◆ **WRITTEN PROBLEM**: Recast all of the material below as a numbered list of its lines, skipping blank lines and leaving the pictures out.

Items from a dataset
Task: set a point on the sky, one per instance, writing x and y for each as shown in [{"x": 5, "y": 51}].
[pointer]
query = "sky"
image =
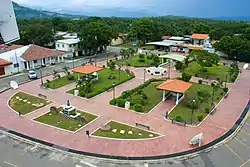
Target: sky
[{"x": 191, "y": 8}]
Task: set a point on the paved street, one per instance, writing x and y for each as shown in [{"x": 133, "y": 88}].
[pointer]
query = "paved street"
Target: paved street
[
  {"x": 235, "y": 153},
  {"x": 23, "y": 77}
]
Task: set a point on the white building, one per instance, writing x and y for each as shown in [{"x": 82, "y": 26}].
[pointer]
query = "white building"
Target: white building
[
  {"x": 199, "y": 39},
  {"x": 28, "y": 57},
  {"x": 69, "y": 46}
]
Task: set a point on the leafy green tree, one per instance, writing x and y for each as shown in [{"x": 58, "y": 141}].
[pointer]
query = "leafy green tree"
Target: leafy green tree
[
  {"x": 94, "y": 35},
  {"x": 142, "y": 30}
]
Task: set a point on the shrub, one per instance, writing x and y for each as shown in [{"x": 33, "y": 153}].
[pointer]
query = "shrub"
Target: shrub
[
  {"x": 138, "y": 107},
  {"x": 141, "y": 60},
  {"x": 121, "y": 102},
  {"x": 186, "y": 77},
  {"x": 178, "y": 118},
  {"x": 225, "y": 89},
  {"x": 233, "y": 78},
  {"x": 141, "y": 56},
  {"x": 71, "y": 77},
  {"x": 179, "y": 66},
  {"x": 190, "y": 104},
  {"x": 111, "y": 77},
  {"x": 207, "y": 110},
  {"x": 200, "y": 117},
  {"x": 203, "y": 69},
  {"x": 113, "y": 101}
]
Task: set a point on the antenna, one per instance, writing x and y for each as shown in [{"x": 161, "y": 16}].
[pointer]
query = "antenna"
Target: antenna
[
  {"x": 40, "y": 10},
  {"x": 8, "y": 24}
]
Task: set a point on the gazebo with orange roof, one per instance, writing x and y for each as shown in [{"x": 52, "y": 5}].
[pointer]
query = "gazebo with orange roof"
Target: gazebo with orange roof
[
  {"x": 175, "y": 87},
  {"x": 86, "y": 70}
]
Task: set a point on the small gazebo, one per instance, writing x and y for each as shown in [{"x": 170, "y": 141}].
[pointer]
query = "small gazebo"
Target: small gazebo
[
  {"x": 86, "y": 70},
  {"x": 175, "y": 87}
]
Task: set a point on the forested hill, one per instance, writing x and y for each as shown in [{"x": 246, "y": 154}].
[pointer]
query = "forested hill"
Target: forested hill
[{"x": 25, "y": 12}]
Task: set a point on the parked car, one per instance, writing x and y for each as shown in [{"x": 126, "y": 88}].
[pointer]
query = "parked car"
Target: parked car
[{"x": 32, "y": 75}]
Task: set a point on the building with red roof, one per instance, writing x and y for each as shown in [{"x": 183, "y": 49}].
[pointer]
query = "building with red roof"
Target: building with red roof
[{"x": 16, "y": 58}]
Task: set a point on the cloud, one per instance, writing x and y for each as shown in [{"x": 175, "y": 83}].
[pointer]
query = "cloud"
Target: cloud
[{"x": 196, "y": 8}]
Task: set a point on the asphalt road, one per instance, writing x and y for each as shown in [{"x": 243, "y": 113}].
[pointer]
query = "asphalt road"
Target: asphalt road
[
  {"x": 234, "y": 153},
  {"x": 23, "y": 77}
]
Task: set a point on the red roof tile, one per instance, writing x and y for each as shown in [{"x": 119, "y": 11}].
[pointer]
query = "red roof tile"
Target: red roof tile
[
  {"x": 4, "y": 62},
  {"x": 165, "y": 37},
  {"x": 174, "y": 85},
  {"x": 13, "y": 47},
  {"x": 35, "y": 52},
  {"x": 199, "y": 36},
  {"x": 87, "y": 69}
]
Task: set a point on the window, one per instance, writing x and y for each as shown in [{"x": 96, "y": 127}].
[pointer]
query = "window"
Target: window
[{"x": 16, "y": 65}]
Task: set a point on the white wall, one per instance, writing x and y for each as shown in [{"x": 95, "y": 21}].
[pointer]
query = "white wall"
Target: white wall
[{"x": 117, "y": 41}]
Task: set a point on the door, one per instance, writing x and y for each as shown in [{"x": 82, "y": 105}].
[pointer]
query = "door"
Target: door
[{"x": 2, "y": 72}]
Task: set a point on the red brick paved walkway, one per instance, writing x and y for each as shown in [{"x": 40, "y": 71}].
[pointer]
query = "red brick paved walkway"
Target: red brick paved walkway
[{"x": 175, "y": 137}]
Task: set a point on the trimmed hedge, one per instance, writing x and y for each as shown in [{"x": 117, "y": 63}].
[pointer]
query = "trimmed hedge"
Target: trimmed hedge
[
  {"x": 128, "y": 93},
  {"x": 92, "y": 94}
]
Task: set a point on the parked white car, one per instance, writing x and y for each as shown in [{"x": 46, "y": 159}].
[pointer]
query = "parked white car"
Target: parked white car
[{"x": 32, "y": 75}]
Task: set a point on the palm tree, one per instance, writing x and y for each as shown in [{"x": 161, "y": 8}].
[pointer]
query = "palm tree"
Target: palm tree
[{"x": 66, "y": 70}]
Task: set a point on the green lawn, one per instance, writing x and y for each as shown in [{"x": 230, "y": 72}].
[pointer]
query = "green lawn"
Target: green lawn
[
  {"x": 154, "y": 95},
  {"x": 134, "y": 62},
  {"x": 23, "y": 105},
  {"x": 61, "y": 121},
  {"x": 183, "y": 110},
  {"x": 60, "y": 82},
  {"x": 103, "y": 84},
  {"x": 118, "y": 126},
  {"x": 212, "y": 73}
]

◆ **THE RESPONSE**:
1. Task: set a point on the sky, one per instance, writing x and y for each as shown in [{"x": 5, "y": 51}].
2. [pointer]
3. query = "sky"
4. image =
5. Target: sky
6. [{"x": 191, "y": 8}]
7. Task: set a point on the paved street, one per instance, writing x and y for each as shown in [{"x": 133, "y": 88}].
8. [pointer]
9. query = "paved street"
10. Target: paved street
11. [
12.   {"x": 235, "y": 153},
13.   {"x": 23, "y": 77}
14. ]
15. Task: set a point on the white building, one per instance, writing x and y for each as shown in [{"x": 82, "y": 26}].
16. [pointer]
17. query = "white building"
18. Target: white building
19. [
20.   {"x": 199, "y": 39},
21.   {"x": 28, "y": 57},
22.   {"x": 69, "y": 46}
23. ]
24. Task: set a point on the leafy green tree, one per instance, writing x and y for each as shown in [{"x": 58, "y": 141}].
25. [pointer]
26. query = "leafy green tree"
27. Target: leafy green tree
28. [
29.   {"x": 94, "y": 35},
30.   {"x": 142, "y": 30}
31. ]
32. Task: set a point on the shrub, one per instance, writing x and y for each as shown in [{"x": 33, "y": 153}].
33. [pointer]
34. query = "shrub"
35. Target: shrub
36. [
37.   {"x": 138, "y": 107},
38.   {"x": 141, "y": 60},
39.   {"x": 121, "y": 102},
40.   {"x": 186, "y": 77},
41.   {"x": 178, "y": 118},
42.   {"x": 225, "y": 89},
43.   {"x": 233, "y": 78},
44.   {"x": 141, "y": 56},
45.   {"x": 71, "y": 77},
46.   {"x": 179, "y": 66},
47.   {"x": 190, "y": 104},
48.   {"x": 111, "y": 77},
49.   {"x": 207, "y": 110},
50.   {"x": 200, "y": 117},
51.   {"x": 203, "y": 69},
52.   {"x": 113, "y": 101}
53. ]
54. Task: set a point on the antenna, one per instance, writing x and y for each as shown in [{"x": 161, "y": 16}].
55. [pointer]
56. query = "antenna"
57. Target: antenna
58. [
59.   {"x": 40, "y": 10},
60.   {"x": 8, "y": 24}
61. ]
62. Task: set a point on the gazebo with orange roof, one per instance, writing x and y for each as shown in [{"x": 52, "y": 5}].
63. [pointer]
64. query = "gazebo with orange roof"
65. Target: gazebo with orange roof
66. [
67.   {"x": 175, "y": 87},
68.   {"x": 86, "y": 70}
69. ]
70. Task: set a point on the small gazebo, one per instance, writing x and y for each as shown in [{"x": 170, "y": 141}].
71. [pointer]
72. query = "small gazebo"
73. Target: small gazebo
74. [
75.   {"x": 86, "y": 70},
76.   {"x": 175, "y": 87}
77. ]
78. Task: set a point on the forested hill, one per instance, writing x and y for each as shown in [{"x": 246, "y": 154}].
79. [pointer]
80. query = "forested hill"
81. Target: forested hill
82. [{"x": 25, "y": 12}]
83. Task: set a point on the parked car, one per instance, writing x and y for each as shown in [{"x": 126, "y": 88}].
84. [pointer]
85. query = "parked car"
86. Target: parked car
87. [{"x": 32, "y": 75}]
88. Task: set a point on the building with red roof, one per instance, writing x and y for each as shown in [{"x": 183, "y": 49}].
89. [pointer]
90. query = "building with red roof"
91. Target: building with red roof
92. [{"x": 16, "y": 58}]
93. Task: set a point on the cloud, one per instance, writing x and y for each as shown in [{"x": 175, "y": 83}].
94. [pointer]
95. query = "cloud"
96. Target: cloud
97. [{"x": 196, "y": 8}]
98. Task: set a point on the asphalt road, one per instance, writing x and y for each as shown in [{"x": 243, "y": 113}].
99. [pointer]
100. query = "asphalt road"
101. Target: asphalt road
102. [
103.   {"x": 234, "y": 153},
104.   {"x": 23, "y": 77}
105. ]
106. Task: set a point on the red roof tile, one per instance, writing x and y for each as shown in [{"x": 119, "y": 11}].
107. [pointer]
108. query = "red roof tile"
109. Target: red roof tile
110. [
111.   {"x": 4, "y": 62},
112.   {"x": 165, "y": 37},
113.   {"x": 174, "y": 85},
114.   {"x": 13, "y": 47},
115.   {"x": 35, "y": 52},
116.   {"x": 199, "y": 36},
117.   {"x": 87, "y": 69}
118. ]
119. Task: set a point on the window, one per instance, writing x and y for each as shown in [{"x": 96, "y": 127}].
120. [pointer]
121. query = "window"
122. Target: window
123. [{"x": 16, "y": 65}]
124. Task: set a point on the white wall, one per instance, writing x and y for each as shown in [{"x": 95, "y": 21}].
125. [pointer]
126. query = "white wall"
127. Target: white wall
128. [{"x": 117, "y": 41}]
129. Task: set a point on the door, one per instance, writing x and y for each as shown in [{"x": 82, "y": 105}].
130. [pointer]
131. query = "door"
132. Target: door
133. [{"x": 2, "y": 72}]
134. Task: set a point on the red brick paved walkway, one per instance, writing x and y for each as shown in [{"x": 40, "y": 71}].
135. [pointer]
136. query = "red brick paved walkway"
137. Target: red brick paved walkway
138. [{"x": 175, "y": 137}]
139. Task: set a point on the trimmed hedge, one per instance, writing x and y for each as shown in [{"x": 117, "y": 63}].
140. [pointer]
141. query = "trimmed hedge"
142. Target: trimmed hedge
143. [
144.   {"x": 128, "y": 93},
145.   {"x": 92, "y": 94}
146. ]
147. Task: set a point on the parked white car, one per instance, writing x and y for each as shown in [{"x": 46, "y": 159}].
148. [pointer]
149. query = "parked white car"
150. Target: parked white car
151. [{"x": 32, "y": 75}]
152. Task: set a point on the palm tree, one per instance, writing x and y for each as shown in [{"x": 161, "y": 8}].
153. [pointer]
154. query = "palm tree"
155. Target: palm tree
156. [{"x": 66, "y": 70}]
157. Task: set a point on the green lawn, one per instance, writing x and y for each as shown in [{"x": 230, "y": 72}].
158. [pointer]
159. query = "green lawn"
160. Target: green lawn
161. [
162.   {"x": 154, "y": 95},
163.   {"x": 134, "y": 62},
164.   {"x": 23, "y": 105},
165.   {"x": 61, "y": 121},
166.   {"x": 183, "y": 110},
167.   {"x": 60, "y": 82},
168.   {"x": 103, "y": 84},
169.   {"x": 118, "y": 126},
170.   {"x": 212, "y": 73}
171. ]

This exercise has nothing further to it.